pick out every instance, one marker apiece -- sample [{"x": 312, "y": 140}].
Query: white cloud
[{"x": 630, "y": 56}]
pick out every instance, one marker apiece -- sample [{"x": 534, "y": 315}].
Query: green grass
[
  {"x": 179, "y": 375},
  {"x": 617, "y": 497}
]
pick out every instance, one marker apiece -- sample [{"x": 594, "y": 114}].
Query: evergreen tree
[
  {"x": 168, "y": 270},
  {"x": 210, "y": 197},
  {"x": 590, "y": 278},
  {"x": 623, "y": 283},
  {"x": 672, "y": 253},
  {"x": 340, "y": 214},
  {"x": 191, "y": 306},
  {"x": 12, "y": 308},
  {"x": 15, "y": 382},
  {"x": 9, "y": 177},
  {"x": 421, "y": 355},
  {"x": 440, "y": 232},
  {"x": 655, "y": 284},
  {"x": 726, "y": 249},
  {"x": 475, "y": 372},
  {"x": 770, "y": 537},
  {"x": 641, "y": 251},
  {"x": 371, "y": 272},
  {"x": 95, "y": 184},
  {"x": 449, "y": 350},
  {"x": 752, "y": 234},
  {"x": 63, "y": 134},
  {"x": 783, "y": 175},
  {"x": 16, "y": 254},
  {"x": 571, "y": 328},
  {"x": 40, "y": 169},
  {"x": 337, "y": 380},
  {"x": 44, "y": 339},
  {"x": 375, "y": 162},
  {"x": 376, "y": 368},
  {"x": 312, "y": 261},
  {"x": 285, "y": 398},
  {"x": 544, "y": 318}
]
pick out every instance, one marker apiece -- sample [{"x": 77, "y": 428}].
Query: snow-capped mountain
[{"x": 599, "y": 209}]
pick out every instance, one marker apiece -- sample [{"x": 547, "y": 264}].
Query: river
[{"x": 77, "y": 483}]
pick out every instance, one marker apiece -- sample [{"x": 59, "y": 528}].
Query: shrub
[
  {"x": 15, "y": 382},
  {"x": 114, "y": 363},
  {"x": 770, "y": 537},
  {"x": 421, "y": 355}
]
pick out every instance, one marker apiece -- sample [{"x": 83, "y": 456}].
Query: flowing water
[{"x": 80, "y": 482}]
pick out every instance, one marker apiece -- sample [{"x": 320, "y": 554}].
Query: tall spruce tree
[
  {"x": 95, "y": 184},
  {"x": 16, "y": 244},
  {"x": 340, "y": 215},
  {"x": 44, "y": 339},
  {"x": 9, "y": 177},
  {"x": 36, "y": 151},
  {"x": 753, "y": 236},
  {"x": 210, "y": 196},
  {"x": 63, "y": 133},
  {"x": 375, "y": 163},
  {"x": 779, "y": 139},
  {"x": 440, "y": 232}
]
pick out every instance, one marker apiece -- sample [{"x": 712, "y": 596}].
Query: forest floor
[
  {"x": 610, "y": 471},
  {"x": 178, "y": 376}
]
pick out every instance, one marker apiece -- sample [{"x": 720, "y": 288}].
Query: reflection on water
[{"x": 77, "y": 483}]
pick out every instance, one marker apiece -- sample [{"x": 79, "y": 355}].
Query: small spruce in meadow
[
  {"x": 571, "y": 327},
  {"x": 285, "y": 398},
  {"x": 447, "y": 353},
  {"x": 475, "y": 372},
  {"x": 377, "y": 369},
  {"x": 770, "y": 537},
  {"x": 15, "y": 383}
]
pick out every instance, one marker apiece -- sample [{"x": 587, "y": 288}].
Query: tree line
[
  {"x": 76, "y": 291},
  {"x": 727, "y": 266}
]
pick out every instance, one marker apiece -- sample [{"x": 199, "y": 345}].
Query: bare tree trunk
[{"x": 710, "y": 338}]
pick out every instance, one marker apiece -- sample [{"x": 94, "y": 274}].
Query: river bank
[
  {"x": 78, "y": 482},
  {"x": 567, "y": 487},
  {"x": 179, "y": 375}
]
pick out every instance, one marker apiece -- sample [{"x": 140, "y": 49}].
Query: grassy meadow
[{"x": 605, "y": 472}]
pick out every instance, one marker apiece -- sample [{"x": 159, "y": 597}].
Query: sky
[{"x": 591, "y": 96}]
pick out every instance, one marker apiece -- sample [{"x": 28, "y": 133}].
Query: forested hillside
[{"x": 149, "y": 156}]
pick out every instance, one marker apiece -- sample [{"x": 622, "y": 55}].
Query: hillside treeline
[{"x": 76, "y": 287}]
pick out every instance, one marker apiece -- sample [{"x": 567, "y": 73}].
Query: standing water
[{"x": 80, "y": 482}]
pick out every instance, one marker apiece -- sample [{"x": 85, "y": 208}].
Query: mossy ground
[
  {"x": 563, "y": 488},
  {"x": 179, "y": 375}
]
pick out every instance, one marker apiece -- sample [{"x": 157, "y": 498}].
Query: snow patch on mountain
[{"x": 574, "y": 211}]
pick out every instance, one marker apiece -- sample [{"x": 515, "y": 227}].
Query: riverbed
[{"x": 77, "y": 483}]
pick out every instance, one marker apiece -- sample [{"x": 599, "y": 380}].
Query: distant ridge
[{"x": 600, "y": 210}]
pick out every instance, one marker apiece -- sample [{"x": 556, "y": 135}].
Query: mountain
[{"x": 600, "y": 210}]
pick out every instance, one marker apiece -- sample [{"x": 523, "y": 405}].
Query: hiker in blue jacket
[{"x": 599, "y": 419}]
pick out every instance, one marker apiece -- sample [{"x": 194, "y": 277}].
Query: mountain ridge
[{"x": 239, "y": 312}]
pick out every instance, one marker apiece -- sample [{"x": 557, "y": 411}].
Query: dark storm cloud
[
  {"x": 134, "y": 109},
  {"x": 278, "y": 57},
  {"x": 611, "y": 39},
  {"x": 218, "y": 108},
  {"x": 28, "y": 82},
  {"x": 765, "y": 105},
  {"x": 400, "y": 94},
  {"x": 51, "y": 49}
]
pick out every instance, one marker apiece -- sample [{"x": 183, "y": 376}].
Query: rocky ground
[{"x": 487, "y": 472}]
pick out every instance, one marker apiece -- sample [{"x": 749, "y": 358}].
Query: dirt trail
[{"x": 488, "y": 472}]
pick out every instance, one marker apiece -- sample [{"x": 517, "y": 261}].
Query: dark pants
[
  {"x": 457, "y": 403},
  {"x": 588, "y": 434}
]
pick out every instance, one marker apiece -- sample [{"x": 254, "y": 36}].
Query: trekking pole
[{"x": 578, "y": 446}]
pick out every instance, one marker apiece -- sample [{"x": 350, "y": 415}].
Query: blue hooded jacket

§ EXERCISE DESCRIPTION:
Please restate the material above exactly, line by line.

§ WRITTEN RESPONSE:
pick out every instance, one marker apiece -- sample [{"x": 312, "y": 140}].
Query: white cloud
[{"x": 630, "y": 56}]
pick out every instance, one marker apiece -- sample [{"x": 534, "y": 315}].
Query: green grass
[
  {"x": 179, "y": 375},
  {"x": 617, "y": 497}
]
pick out every instance, one marker apiece -- sample [{"x": 594, "y": 114}].
Query: evergreen tree
[
  {"x": 168, "y": 270},
  {"x": 210, "y": 197},
  {"x": 590, "y": 278},
  {"x": 623, "y": 283},
  {"x": 672, "y": 253},
  {"x": 340, "y": 214},
  {"x": 191, "y": 306},
  {"x": 12, "y": 308},
  {"x": 15, "y": 382},
  {"x": 9, "y": 177},
  {"x": 421, "y": 355},
  {"x": 440, "y": 232},
  {"x": 655, "y": 284},
  {"x": 726, "y": 249},
  {"x": 475, "y": 372},
  {"x": 770, "y": 537},
  {"x": 641, "y": 251},
  {"x": 371, "y": 272},
  {"x": 95, "y": 184},
  {"x": 449, "y": 350},
  {"x": 752, "y": 234},
  {"x": 63, "y": 134},
  {"x": 783, "y": 175},
  {"x": 16, "y": 254},
  {"x": 571, "y": 328},
  {"x": 40, "y": 169},
  {"x": 337, "y": 380},
  {"x": 44, "y": 339},
  {"x": 375, "y": 162},
  {"x": 376, "y": 368},
  {"x": 312, "y": 261},
  {"x": 285, "y": 398},
  {"x": 544, "y": 318}
]
pick out every instance, one marker apiece -- sample [{"x": 77, "y": 428}].
Query: snow-capped mountain
[{"x": 599, "y": 209}]
pick out every instance, one marker apiece -- sample [{"x": 547, "y": 264}].
Query: river
[{"x": 77, "y": 483}]
pick out every instance, one marker apiece -- sample [{"x": 59, "y": 528}].
Query: shrub
[
  {"x": 15, "y": 382},
  {"x": 114, "y": 363},
  {"x": 770, "y": 537},
  {"x": 421, "y": 355}
]
pick out every instance, one marker apiece -- sample [{"x": 83, "y": 456}].
Query: flowing water
[{"x": 80, "y": 482}]
pick out every instance, one marker apiece -- sample [{"x": 320, "y": 554}].
Query: tall spruce tree
[
  {"x": 95, "y": 184},
  {"x": 16, "y": 244},
  {"x": 340, "y": 215},
  {"x": 44, "y": 339},
  {"x": 9, "y": 177},
  {"x": 36, "y": 151},
  {"x": 753, "y": 236},
  {"x": 210, "y": 196},
  {"x": 63, "y": 133},
  {"x": 375, "y": 163},
  {"x": 779, "y": 139},
  {"x": 440, "y": 232}
]
pick out every instance, one marker apiece -- sample [{"x": 712, "y": 596}].
Query: forest floor
[
  {"x": 610, "y": 471},
  {"x": 178, "y": 376}
]
pick out every instance, one marker apiece -- sample [{"x": 720, "y": 288}].
Query: reflection on water
[{"x": 77, "y": 483}]
pick out every instance, one marker apiece -- sample [{"x": 79, "y": 355}].
Query: small spruce in meadow
[
  {"x": 571, "y": 327},
  {"x": 285, "y": 398},
  {"x": 447, "y": 353},
  {"x": 475, "y": 372},
  {"x": 377, "y": 369},
  {"x": 770, "y": 537},
  {"x": 15, "y": 383}
]
pick out every instance, one marker apiece -- sample [{"x": 587, "y": 288}].
Query: tree line
[
  {"x": 76, "y": 291},
  {"x": 727, "y": 266}
]
pick out every instance, one marker apiece -- sample [{"x": 199, "y": 345}].
Query: bare tree trunk
[{"x": 710, "y": 338}]
pick out every instance, one marker apiece -- sample [{"x": 94, "y": 274}].
Query: river bank
[
  {"x": 78, "y": 482},
  {"x": 567, "y": 487},
  {"x": 179, "y": 375}
]
pick out every instance, one marker apiece -- sample [{"x": 140, "y": 49}].
Query: grassy meadow
[{"x": 605, "y": 472}]
pick out every instance, one marker apiece -- sample [{"x": 159, "y": 597}].
Query: sky
[{"x": 591, "y": 96}]
pick out every instance, one marker apiece -- sample [{"x": 28, "y": 133}].
Query: forested hillside
[{"x": 149, "y": 156}]
pick out every instance, one marker apiece -- sample [{"x": 622, "y": 55}].
Query: hillside treeline
[{"x": 76, "y": 287}]
pick out every instance, one marker apiece -- sample [{"x": 567, "y": 73}].
Query: standing water
[{"x": 80, "y": 482}]
pick out every instance, one marker apiece -- sample [{"x": 85, "y": 208}].
Query: mossy ground
[
  {"x": 563, "y": 488},
  {"x": 179, "y": 375}
]
pick out every instance, one marker apiece -- sample [{"x": 157, "y": 498}].
Query: snow patch on mountain
[{"x": 574, "y": 211}]
pick out every instance, one marker apiece -- sample [{"x": 515, "y": 227}].
Query: riverbed
[{"x": 77, "y": 483}]
pick out every instance, one marker apiece -- sample [{"x": 599, "y": 380}].
Query: distant ridge
[{"x": 600, "y": 210}]
pick out every instance, one marker apiece -- sample [{"x": 556, "y": 135}].
Query: mountain
[{"x": 600, "y": 210}]
pick out every instance, one marker apiece -- sample [{"x": 523, "y": 405}].
Query: hiker in blue jacket
[{"x": 599, "y": 419}]
pick out every instance, one marker apiece -- sample [{"x": 194, "y": 277}].
Query: mountain ridge
[{"x": 239, "y": 312}]
pick out every instance, one marker apiece -- sample [{"x": 557, "y": 411}].
Query: dark storm cloud
[
  {"x": 134, "y": 109},
  {"x": 278, "y": 57},
  {"x": 611, "y": 39},
  {"x": 218, "y": 108},
  {"x": 28, "y": 82},
  {"x": 765, "y": 105},
  {"x": 400, "y": 94},
  {"x": 51, "y": 49}
]
pick out every instance, one marker apiece -- sample [{"x": 183, "y": 376}].
Query: rocky ground
[{"x": 487, "y": 472}]
pick out every instance, one marker apiece -- sample [{"x": 749, "y": 358}].
Query: dirt trail
[{"x": 488, "y": 472}]
pick out every instance, one marker apiece -- sample [{"x": 517, "y": 261}].
Query: dark pants
[
  {"x": 457, "y": 403},
  {"x": 588, "y": 434}
]
pick out every instance, one marker apiece -- sample [{"x": 254, "y": 36}].
Query: trekking pole
[{"x": 578, "y": 446}]
pick out every instance, one marker apiece -- sample [{"x": 350, "y": 415}].
Query: blue hooded jacket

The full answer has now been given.